What you should do:
Return every line of the rows below that contains the string "mark", copying each line in full. Matching is case-sensitive.

-.-.-

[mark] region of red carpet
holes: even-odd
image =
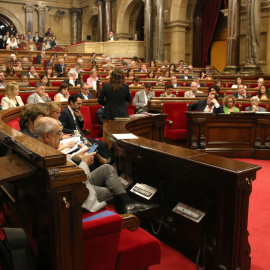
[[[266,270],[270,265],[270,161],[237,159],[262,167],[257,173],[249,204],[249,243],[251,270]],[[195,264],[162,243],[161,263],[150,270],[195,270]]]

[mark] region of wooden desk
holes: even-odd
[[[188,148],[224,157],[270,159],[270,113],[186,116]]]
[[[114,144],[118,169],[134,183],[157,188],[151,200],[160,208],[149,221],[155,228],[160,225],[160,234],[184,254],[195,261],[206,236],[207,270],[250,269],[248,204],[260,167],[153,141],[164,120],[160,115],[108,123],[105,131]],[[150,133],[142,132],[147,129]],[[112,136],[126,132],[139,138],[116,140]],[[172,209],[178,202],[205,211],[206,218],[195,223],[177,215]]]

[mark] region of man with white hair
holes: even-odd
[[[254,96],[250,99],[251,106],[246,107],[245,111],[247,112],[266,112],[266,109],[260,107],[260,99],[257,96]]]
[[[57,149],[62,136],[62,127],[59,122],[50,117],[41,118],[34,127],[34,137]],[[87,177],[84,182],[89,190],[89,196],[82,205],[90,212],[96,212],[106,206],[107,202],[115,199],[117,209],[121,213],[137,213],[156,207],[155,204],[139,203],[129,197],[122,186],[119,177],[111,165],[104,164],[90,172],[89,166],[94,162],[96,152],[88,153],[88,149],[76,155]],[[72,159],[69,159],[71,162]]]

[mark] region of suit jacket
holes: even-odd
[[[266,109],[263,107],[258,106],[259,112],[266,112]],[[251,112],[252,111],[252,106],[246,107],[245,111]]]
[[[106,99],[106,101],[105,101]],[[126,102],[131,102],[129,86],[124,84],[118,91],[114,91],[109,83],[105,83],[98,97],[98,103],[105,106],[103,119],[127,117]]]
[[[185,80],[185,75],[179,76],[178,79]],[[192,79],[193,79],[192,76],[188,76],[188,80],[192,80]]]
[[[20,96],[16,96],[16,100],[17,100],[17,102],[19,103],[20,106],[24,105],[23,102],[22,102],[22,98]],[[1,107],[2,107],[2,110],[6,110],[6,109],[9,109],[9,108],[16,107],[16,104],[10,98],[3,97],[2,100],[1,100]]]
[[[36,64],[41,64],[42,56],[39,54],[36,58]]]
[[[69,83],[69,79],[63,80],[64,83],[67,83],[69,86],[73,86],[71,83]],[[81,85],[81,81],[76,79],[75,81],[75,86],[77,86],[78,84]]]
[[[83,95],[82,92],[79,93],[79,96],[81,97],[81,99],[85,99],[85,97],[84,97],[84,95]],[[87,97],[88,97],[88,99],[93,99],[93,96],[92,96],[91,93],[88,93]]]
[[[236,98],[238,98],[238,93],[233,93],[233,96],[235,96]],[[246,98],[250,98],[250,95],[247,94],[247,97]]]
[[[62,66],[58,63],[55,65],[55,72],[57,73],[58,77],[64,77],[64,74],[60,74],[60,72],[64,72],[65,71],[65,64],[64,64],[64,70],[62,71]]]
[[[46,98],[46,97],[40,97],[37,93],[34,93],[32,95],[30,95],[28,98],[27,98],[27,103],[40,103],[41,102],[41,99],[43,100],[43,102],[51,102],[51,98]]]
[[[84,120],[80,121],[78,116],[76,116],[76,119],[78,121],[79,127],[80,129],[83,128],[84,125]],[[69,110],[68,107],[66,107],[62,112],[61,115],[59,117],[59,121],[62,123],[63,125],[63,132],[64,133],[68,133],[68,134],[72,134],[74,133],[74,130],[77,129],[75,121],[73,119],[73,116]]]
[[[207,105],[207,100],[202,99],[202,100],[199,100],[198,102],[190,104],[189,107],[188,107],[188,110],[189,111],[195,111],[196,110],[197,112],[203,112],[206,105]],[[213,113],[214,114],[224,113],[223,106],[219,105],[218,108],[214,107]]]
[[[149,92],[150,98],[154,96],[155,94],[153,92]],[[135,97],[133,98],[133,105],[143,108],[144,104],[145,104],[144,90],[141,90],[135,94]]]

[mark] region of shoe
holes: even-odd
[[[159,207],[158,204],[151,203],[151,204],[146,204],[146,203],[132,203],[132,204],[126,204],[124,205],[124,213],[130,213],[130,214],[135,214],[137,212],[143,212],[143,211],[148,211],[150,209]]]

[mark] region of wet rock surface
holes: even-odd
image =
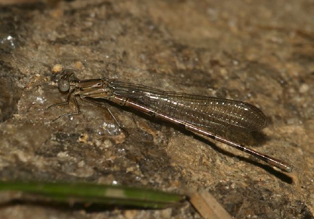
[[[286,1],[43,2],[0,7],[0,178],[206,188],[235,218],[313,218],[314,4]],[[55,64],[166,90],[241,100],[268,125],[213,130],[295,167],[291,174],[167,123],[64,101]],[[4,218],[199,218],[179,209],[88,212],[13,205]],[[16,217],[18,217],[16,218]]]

-.-.-

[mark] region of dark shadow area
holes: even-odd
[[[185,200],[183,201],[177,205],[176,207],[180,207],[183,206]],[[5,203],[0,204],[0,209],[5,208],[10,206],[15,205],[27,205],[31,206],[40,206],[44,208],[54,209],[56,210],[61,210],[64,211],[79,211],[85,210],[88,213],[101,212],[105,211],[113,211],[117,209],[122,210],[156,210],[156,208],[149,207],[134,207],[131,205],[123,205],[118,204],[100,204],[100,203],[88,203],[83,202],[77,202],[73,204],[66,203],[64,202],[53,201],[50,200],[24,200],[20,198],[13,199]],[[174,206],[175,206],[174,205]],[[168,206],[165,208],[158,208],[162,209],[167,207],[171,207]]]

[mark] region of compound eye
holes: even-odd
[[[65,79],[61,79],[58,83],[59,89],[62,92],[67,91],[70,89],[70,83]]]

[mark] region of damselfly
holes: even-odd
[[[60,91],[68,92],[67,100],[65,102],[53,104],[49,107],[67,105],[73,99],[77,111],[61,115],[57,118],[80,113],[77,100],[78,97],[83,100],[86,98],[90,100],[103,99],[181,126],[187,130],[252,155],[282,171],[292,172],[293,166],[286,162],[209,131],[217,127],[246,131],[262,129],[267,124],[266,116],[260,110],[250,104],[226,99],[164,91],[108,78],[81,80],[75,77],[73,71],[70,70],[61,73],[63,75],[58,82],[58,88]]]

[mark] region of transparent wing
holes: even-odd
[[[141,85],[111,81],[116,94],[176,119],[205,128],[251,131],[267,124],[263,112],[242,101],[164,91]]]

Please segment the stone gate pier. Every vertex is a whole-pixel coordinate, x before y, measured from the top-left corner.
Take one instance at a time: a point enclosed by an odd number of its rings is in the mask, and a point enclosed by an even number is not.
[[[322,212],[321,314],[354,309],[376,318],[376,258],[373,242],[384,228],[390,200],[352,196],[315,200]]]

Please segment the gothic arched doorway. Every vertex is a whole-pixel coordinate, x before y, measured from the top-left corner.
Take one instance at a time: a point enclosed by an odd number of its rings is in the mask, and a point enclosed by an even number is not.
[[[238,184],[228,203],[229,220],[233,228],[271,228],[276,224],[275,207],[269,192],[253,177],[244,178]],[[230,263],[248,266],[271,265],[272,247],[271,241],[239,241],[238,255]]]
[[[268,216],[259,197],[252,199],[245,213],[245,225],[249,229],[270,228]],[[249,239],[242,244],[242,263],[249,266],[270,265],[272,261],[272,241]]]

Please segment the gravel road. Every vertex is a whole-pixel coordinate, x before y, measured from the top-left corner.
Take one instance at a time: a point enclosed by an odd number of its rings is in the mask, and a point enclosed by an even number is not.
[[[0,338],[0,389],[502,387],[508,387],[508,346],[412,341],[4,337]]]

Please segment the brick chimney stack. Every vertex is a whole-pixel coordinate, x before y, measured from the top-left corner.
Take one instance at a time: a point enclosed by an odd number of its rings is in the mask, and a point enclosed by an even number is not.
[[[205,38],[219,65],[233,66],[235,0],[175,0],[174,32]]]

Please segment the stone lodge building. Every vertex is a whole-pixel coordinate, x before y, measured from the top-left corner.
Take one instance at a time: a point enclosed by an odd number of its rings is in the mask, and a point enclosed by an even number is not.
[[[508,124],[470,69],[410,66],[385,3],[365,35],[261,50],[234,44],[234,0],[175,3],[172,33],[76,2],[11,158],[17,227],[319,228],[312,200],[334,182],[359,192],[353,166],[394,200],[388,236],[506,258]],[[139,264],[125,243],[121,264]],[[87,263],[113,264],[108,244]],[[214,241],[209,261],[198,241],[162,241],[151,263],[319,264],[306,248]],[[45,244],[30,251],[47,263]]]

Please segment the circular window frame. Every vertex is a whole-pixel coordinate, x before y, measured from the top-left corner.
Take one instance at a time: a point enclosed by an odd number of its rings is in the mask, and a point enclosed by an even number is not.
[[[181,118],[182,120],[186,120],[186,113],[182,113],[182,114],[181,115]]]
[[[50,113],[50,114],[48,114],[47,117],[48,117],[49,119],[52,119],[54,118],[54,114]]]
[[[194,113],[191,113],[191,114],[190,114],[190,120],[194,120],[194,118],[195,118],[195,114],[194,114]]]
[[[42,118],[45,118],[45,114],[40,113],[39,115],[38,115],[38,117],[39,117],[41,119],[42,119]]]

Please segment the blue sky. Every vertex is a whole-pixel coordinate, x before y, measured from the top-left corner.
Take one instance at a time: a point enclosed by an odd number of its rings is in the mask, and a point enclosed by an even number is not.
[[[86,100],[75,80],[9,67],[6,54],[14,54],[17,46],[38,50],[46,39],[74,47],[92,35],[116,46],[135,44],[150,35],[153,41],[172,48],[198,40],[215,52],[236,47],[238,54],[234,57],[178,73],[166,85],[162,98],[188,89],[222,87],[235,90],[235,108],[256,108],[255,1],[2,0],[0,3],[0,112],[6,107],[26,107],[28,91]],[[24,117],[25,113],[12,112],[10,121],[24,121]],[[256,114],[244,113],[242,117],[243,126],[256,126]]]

-.-.-

Expected output:
[mark] region of red carpet
[mark] region of wooden desk
[mark] region of man with white hair
[mark] region of suit jacket
[mark] region of shoe
[mark] region of wet rock surface
[mark] region of dark shadow area
[mark] region of compound eye
[mark] region of damselfly
[mark] region of transparent wing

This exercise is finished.